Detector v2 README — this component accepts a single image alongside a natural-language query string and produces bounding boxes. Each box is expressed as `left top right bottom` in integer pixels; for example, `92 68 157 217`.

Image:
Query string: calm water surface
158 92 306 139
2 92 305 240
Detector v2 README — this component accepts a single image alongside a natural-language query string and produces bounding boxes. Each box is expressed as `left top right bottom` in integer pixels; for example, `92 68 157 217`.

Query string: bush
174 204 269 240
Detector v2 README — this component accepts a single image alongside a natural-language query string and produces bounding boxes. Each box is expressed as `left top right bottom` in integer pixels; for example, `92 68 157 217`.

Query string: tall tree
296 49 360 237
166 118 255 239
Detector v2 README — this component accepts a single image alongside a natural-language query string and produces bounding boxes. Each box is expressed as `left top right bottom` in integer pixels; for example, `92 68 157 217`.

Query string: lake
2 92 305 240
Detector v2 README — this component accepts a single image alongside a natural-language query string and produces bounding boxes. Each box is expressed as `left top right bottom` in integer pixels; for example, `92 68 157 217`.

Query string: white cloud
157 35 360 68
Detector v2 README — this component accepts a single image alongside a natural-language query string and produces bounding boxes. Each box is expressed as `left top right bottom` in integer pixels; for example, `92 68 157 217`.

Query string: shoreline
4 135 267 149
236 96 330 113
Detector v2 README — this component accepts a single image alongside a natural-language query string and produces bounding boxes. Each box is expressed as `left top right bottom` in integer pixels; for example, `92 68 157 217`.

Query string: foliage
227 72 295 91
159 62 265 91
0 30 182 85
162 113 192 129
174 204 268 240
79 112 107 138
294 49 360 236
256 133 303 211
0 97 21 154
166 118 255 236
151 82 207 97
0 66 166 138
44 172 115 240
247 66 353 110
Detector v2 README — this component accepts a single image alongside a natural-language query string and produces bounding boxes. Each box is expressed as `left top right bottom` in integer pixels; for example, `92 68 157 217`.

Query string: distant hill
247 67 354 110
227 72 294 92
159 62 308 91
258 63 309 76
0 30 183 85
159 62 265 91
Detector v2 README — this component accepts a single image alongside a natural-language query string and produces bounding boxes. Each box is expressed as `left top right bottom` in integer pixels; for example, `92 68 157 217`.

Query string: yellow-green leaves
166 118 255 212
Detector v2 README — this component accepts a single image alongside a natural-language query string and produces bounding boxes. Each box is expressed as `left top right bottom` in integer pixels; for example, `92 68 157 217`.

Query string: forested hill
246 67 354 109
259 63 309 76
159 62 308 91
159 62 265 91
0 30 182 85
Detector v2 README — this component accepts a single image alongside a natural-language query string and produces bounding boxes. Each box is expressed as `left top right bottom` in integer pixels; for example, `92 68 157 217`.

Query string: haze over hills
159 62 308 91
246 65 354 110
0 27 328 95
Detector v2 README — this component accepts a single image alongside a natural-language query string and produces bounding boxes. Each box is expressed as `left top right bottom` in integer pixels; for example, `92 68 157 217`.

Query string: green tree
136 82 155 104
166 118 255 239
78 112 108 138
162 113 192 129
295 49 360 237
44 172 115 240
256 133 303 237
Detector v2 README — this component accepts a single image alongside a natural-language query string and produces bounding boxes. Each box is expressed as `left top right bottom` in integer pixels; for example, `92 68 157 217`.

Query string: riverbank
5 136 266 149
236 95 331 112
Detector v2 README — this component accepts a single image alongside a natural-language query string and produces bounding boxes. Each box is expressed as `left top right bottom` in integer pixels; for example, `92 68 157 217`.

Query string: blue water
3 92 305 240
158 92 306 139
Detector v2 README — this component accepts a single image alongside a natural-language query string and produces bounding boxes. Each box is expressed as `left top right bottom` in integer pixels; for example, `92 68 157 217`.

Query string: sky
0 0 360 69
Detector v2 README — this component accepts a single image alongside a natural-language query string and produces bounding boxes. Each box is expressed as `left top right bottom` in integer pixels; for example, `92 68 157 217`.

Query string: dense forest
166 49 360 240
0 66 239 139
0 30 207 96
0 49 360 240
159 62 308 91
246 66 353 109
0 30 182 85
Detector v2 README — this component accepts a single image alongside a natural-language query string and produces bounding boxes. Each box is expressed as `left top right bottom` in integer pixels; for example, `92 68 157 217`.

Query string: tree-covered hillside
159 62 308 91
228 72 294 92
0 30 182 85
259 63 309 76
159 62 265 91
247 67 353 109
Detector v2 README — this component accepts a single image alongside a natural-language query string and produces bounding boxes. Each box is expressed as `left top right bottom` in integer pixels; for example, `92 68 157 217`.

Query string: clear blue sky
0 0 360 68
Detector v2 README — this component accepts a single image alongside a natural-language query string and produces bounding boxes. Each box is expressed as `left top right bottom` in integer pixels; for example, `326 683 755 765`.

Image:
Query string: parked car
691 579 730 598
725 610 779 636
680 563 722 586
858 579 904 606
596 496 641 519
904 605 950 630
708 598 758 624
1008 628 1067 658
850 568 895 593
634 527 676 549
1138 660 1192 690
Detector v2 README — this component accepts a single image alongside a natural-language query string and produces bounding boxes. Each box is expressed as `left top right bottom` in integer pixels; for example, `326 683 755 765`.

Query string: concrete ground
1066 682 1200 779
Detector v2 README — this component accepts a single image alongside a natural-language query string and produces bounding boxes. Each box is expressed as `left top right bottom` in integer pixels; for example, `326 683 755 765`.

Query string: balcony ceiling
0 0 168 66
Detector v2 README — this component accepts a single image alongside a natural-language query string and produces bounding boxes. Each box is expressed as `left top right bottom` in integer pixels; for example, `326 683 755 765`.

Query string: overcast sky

■ Your instructions
Reproduce the entire listing above verbatim, from its first line through its last.

■ Completed exercise
Detector v2 README — this component accepts a single image alongside a natural-language query string and produces bounding boxes. Each box is expressed as `left top right bottom` in integer pixels; for example, `92 68 157 217`.

Image:
Query string: calm water surface
158 92 306 139
2 92 305 240
Detector v2 README — this component accepts a single image alongside a natural-language query string and produces bounding boxes. Each box is expressed as `left top right bottom` in integer pixels; for example, `92 68 157 217`.

Query string: bush
174 204 269 240
Detector v2 README — this component accepts a single image alongside a natural-language query string and produces bounding boxes. Each box is expressed as `left top right bottom` in integer pixels; for example, `92 68 157 217`.

Query string: tall tree
296 49 360 237
166 118 255 239
Detector v2 README — this component accepts a single image alongside a natural-language query string and produces bounding boxes. Each box is expressed as `left top right bottom` in integer pixels; for example, `92 68 157 217`.

Query string: lake
2 92 305 240
Detector v2 README — this component accepts a single image alongside a natural-language query string and produces bounding boxes. Each box is expressed as `left top right bottom` in integer pixels; for example, `92 68 157 217`.

Query string: white cloud
157 35 360 68
Detector v2 README — this component accepts a single image alongside a natural-language query string and produces bounding boxes. Each box is expressed as `left top right bottom` in integer pixels; for example, `92 68 157 217`.

Query string: shoreline
4 135 267 149
236 96 330 113
Detector v2 README — this component accepts a single image alongside a natural-language query string and produces bounding boxes. Each box is expressed as `left top right bottom` in integer pixels; for example, `92 68 157 217`.

Query string: foliage
227 72 295 91
159 62 265 91
0 30 182 85
162 113 192 129
174 204 268 240
79 112 107 138
294 49 360 236
256 133 303 211
0 97 21 154
166 118 255 236
151 82 207 97
0 66 166 138
44 172 115 240
247 66 353 110
Detector v2 README — this component accepts a single image alongside a natural-language query string and produces bounding boxes. Each box is expressed as `left top right bottom` in integer pixels; for example, `92 68 157 217`.

Query string: distant hill
247 67 354 110
227 72 294 92
159 62 308 91
258 63 309 76
0 30 183 85
159 62 265 91
Detector v2 README — this component accepts a single image alongside a natural-language query string and produces bounding boxes. Each box is expressed as `left top right bottom` in integer pixels; for example, `92 68 157 217`.

Query string: yellow-green leaves
166 118 255 212
Detector v2 README — this component accepts a single image alongside a natural-language query string and produces bounding boxes. Each box is expressed as `left top right bottom` in integer pixels; for example, `92 68 157 217`.

Query string: forested hill
246 67 354 109
259 63 309 76
159 62 308 91
159 62 265 91
0 30 182 85
Detector v2 README — this component accepts a single image alongside a natural-language query string and produces bounding boxes. Each box is expressed as `left top right bottom` in integer pixels; for example, `92 68 157 217`.

Query string: haze over hills
159 62 308 91
246 65 354 110
0 27 328 95
Detector v2 README — this component accepts a single image alongside a natural-language query string and produces bounding boxes. Each box is expressed as `left top right bottom` in integer pixels; for example, `92 68 157 217`.

Query string: green tree
136 82 155 104
166 118 255 239
78 112 108 138
162 113 192 129
295 49 360 237
44 172 115 240
256 133 303 237
Detector v2 README — this component accepts a single image alongside a natural-language query string and produces bounding boxes. Each box is expressed as `left top right bottom` in integer pixels; for example, `92 68 157 217`.

Query string: riverbank
5 136 266 149
236 95 331 112
Detector v2 README — this component accepts a single image alongside a natural-language query string and produces bounding boxes. Each box is expressed as `left top right bottom` in integer pixels; for example, `92 68 157 217`.

Query string: blue water
3 92 305 240
158 92 306 139
Detector v2 README — this component accepts a single image alongside a natural-language query string and produces bounding boxes. Each box is expressed as `left top right bottom` in integer pixels; for example, `92 68 157 217`.

Query string: sky
0 0 360 69
Detector v2 README — this component accepts a single image alongside a natural-language query string and produces bounding boxes. Each box is expressed as `left top right bottom` in integer pixels; for example, `92 68 157 217`.

Query string: dense forest
166 49 360 240
0 66 239 139
0 30 207 96
0 49 360 240
159 62 308 91
246 66 353 109
0 30 182 85
Detector v2 README — this component accepts a single image alongside a natural-language query string and produces bounding boxes. Each box is expressed as `left top right bottom` in integer pixels; for example, `92 68 157 217`.

Query string: tree-covered hillside
159 62 308 91
228 72 294 92
0 30 182 85
259 63 309 76
159 62 265 91
247 67 353 109
Detector v2 README — this component accepts a single image alongside a natural-language query string and produces bounding boxes. Each box is expressed as `left top right bottom` in integer pixels; for example, `92 68 157 217`.

Query string: clear blue sky
0 0 360 68
Detector v2 README — this component accepts a single image alongside a natural-language query string and produces bounding boxes. Each box is expressed as `left top right bottom` in integer pixels; for example, `326 683 755 765`.

Image:
Query string: parked car
691 579 730 598
725 610 779 636
680 563 722 586
858 579 904 606
596 496 641 519
904 605 950 630
708 598 758 624
1008 628 1067 658
850 568 895 593
634 527 676 549
1138 660 1192 690
Detector v2 README — this component accepts a single image alongside a natural-language query string and produces bounding boxes. Each box is expressed as `left top right bottom` in integer pixels; for example, `326 683 755 765`.

Query string: concrete ground
1066 682 1200 779
Detector v2 README — this component accepts a single image alongside a natural-language query string and produces bounding boxes. Each box is expressed as `left top right bottom` in integer pixels; for example, `326 683 755 765`.

Query string: balcony ceiling
0 0 168 66
Detector v2 README — this component accepts a single image alongside a natural-language query string and produces bounding boxes. Each box is expressed as `left top right bottom` in integer pixels; for example, `326 683 755 765`.

Query string: overcast sky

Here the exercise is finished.